SOURCE DATA: Begin
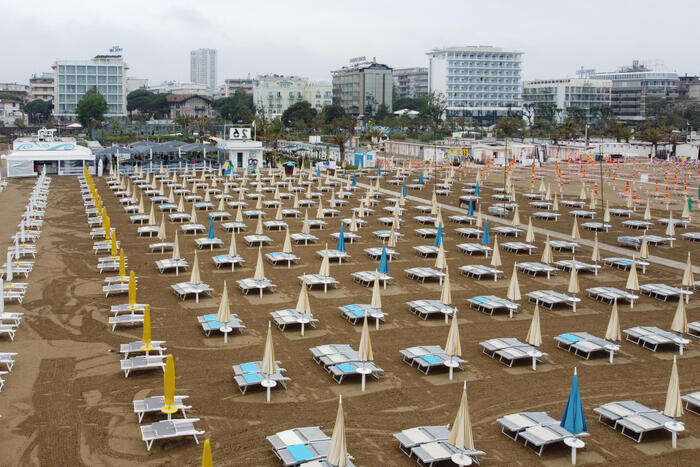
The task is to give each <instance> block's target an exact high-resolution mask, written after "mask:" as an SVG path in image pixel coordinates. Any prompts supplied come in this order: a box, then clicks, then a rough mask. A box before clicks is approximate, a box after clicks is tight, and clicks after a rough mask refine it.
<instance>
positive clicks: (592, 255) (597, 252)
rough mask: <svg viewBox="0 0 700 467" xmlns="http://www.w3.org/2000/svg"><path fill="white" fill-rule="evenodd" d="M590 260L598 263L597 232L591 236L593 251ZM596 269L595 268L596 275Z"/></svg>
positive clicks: (595, 262)
mask: <svg viewBox="0 0 700 467" xmlns="http://www.w3.org/2000/svg"><path fill="white" fill-rule="evenodd" d="M591 261H594V262H595V263H596V264H598V261H600V246H599V245H598V232H596V233H595V235H594V237H593V252H592V253H591ZM597 273H598V271H597V270H596V275H597Z"/></svg>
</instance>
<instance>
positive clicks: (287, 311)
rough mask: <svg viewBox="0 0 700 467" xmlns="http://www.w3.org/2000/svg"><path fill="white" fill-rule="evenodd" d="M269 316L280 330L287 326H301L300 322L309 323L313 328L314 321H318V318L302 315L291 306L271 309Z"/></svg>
mask: <svg viewBox="0 0 700 467" xmlns="http://www.w3.org/2000/svg"><path fill="white" fill-rule="evenodd" d="M270 316H272V321H273V322H274V323H275V325H276V326H277V327H278V328H279V329H280V331H284V330H285V329H286V328H287V326H296V325H299V326H301V324H302V322H303V323H304V325H311V326H312V327H314V328H315V327H316V323H318V320H317V319H316V318H314V317H313V315H304V314H302V313H299V312H298V311H297V310H295V309H293V308H290V309H286V310H277V311H271V312H270Z"/></svg>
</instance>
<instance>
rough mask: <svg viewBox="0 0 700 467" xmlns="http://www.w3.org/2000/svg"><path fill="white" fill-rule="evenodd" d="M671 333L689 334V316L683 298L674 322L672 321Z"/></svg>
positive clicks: (676, 312) (678, 303)
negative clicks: (671, 332) (684, 333)
mask: <svg viewBox="0 0 700 467" xmlns="http://www.w3.org/2000/svg"><path fill="white" fill-rule="evenodd" d="M671 331H675V332H678V333H681V334H683V333H687V332H688V315H687V313H686V311H685V301H684V300H683V299H682V298H681V299H680V300H678V305H677V306H676V312H675V313H674V314H673V321H671Z"/></svg>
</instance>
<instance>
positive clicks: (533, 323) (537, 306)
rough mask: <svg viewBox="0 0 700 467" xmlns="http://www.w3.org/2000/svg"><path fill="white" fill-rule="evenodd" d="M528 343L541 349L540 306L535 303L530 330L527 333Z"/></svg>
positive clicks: (535, 346)
mask: <svg viewBox="0 0 700 467" xmlns="http://www.w3.org/2000/svg"><path fill="white" fill-rule="evenodd" d="M526 340H527V343H528V344H530V345H534V346H535V347H539V346H540V345H542V330H541V329H540V305H539V303H535V311H534V312H533V313H532V321H530V329H529V330H528V331H527V338H526Z"/></svg>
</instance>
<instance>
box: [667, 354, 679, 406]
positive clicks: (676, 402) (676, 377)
mask: <svg viewBox="0 0 700 467" xmlns="http://www.w3.org/2000/svg"><path fill="white" fill-rule="evenodd" d="M664 415H666V416H667V417H673V418H677V417H680V416H682V415H683V403H682V401H681V390H680V385H679V382H678V363H677V362H676V356H675V355H674V356H673V366H672V367H671V377H670V378H669V380H668V390H667V391H666V405H665V406H664Z"/></svg>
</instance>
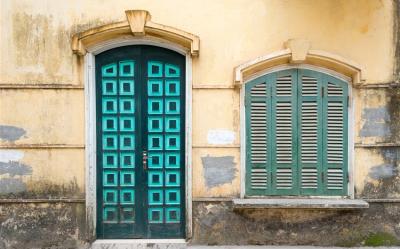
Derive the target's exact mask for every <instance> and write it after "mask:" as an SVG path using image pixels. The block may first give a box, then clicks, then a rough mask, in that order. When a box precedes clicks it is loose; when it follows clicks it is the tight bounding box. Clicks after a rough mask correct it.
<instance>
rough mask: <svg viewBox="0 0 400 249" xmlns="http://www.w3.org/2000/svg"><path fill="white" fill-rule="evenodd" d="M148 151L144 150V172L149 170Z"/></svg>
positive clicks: (143, 150) (143, 164)
mask: <svg viewBox="0 0 400 249" xmlns="http://www.w3.org/2000/svg"><path fill="white" fill-rule="evenodd" d="M147 159H148V157H147V151H146V150H143V170H145V171H146V170H147Z"/></svg>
SOURCE DATA: End
• **TRY IT**
From the first line to the last, retype the data exactly, but omit every image.

• **FINISHED TASK**
The task is to give each <instance> block's target an exact high-resolution mask, written after "mask:" as an SVG path in image pixel coordinates. Any prompts supplied come in this order: a box, then clicks, then a rough mask. A box before clicks is approximate, a box after clicks is tight, and clicks after a rough mask refine it.
<instance>
positive clicks: (592, 255) (597, 252)
rough mask: <svg viewBox="0 0 700 467" xmlns="http://www.w3.org/2000/svg"><path fill="white" fill-rule="evenodd" d="M590 260L598 263L597 232L591 236L593 251ZM596 269L595 268L596 275Z"/></svg>
positive clicks: (595, 262)
mask: <svg viewBox="0 0 700 467" xmlns="http://www.w3.org/2000/svg"><path fill="white" fill-rule="evenodd" d="M591 261H594V262H595V263H596V264H598V261H600V246H599V245H598V232H596V233H595V235H594V237H593V252H592V253H591ZM597 273H598V271H597V270H596V275H597Z"/></svg>
</instance>
<instance>
positive clicks: (287, 311)
rough mask: <svg viewBox="0 0 700 467" xmlns="http://www.w3.org/2000/svg"><path fill="white" fill-rule="evenodd" d="M269 316L280 330L287 326H301L300 322L309 323L313 328L314 321H318V318L302 315L291 306L271 309Z"/></svg>
mask: <svg viewBox="0 0 700 467" xmlns="http://www.w3.org/2000/svg"><path fill="white" fill-rule="evenodd" d="M270 316H272V321H273V322H274V323H275V325H276V326H277V327H278V328H279V329H280V331H284V330H285V329H286V328H287V326H296V325H299V326H301V324H302V322H303V323H304V325H311V326H312V327H314V328H315V327H316V323H318V320H317V319H316V318H314V317H313V315H304V314H302V313H299V312H298V311H297V310H295V309H293V308H290V309H286V310H277V311H271V312H270Z"/></svg>
</instance>
<instance>
rough mask: <svg viewBox="0 0 700 467" xmlns="http://www.w3.org/2000/svg"><path fill="white" fill-rule="evenodd" d="M671 333L689 334V316L683 298L674 322L672 321Z"/></svg>
positive clicks: (676, 312) (678, 303)
negative clicks: (671, 332) (684, 333)
mask: <svg viewBox="0 0 700 467" xmlns="http://www.w3.org/2000/svg"><path fill="white" fill-rule="evenodd" d="M671 331H675V332H678V333H681V334H683V333H687V332H688V315H687V313H686V311H685V301H684V300H683V299H682V298H681V299H680V300H678V305H677V306H676V312H675V313H674V314H673V321H671Z"/></svg>
</instance>
<instance>
positive clicks: (533, 323) (537, 306)
rough mask: <svg viewBox="0 0 700 467" xmlns="http://www.w3.org/2000/svg"><path fill="white" fill-rule="evenodd" d="M528 343L541 349L540 306L535 303L530 330L527 333Z"/></svg>
positive clicks: (535, 346)
mask: <svg viewBox="0 0 700 467" xmlns="http://www.w3.org/2000/svg"><path fill="white" fill-rule="evenodd" d="M526 340H527V343H528V344H530V345H534V346H535V347H539V346H540V345H542V330H541V329H540V305H539V303H535V311H534V312H533V313H532V321H530V329H529V330H528V331H527V338H526Z"/></svg>
</instance>
<instance>
box: [667, 354, 679, 406]
positive clicks: (676, 402) (676, 377)
mask: <svg viewBox="0 0 700 467" xmlns="http://www.w3.org/2000/svg"><path fill="white" fill-rule="evenodd" d="M664 415H666V416H667V417H673V418H677V417H680V416H682V415H683V403H682V401H681V390H680V385H679V382H678V363H677V362H676V356H675V355H674V356H673V366H672V367H671V377H670V378H669V380H668V390H667V391H666V405H665V406H664Z"/></svg>
</instance>
Derive the target's exact mask for every <instance> and write it after "mask:" as an SVG path using image pixels. The block may first give a box, then clicks, then a rough mask, in that order. When a box precedes clicks it is loose; when it follows clicks it is the tight bounding box. Clicks after a rough mask correct it.
<instance>
rough mask: <svg viewBox="0 0 400 249" xmlns="http://www.w3.org/2000/svg"><path fill="white" fill-rule="evenodd" d="M148 151L144 150V172L149 170Z"/></svg>
positive clicks: (143, 150) (143, 164)
mask: <svg viewBox="0 0 400 249" xmlns="http://www.w3.org/2000/svg"><path fill="white" fill-rule="evenodd" d="M147 159H148V157H147V151H146V150H143V170H145V171H146V170H147Z"/></svg>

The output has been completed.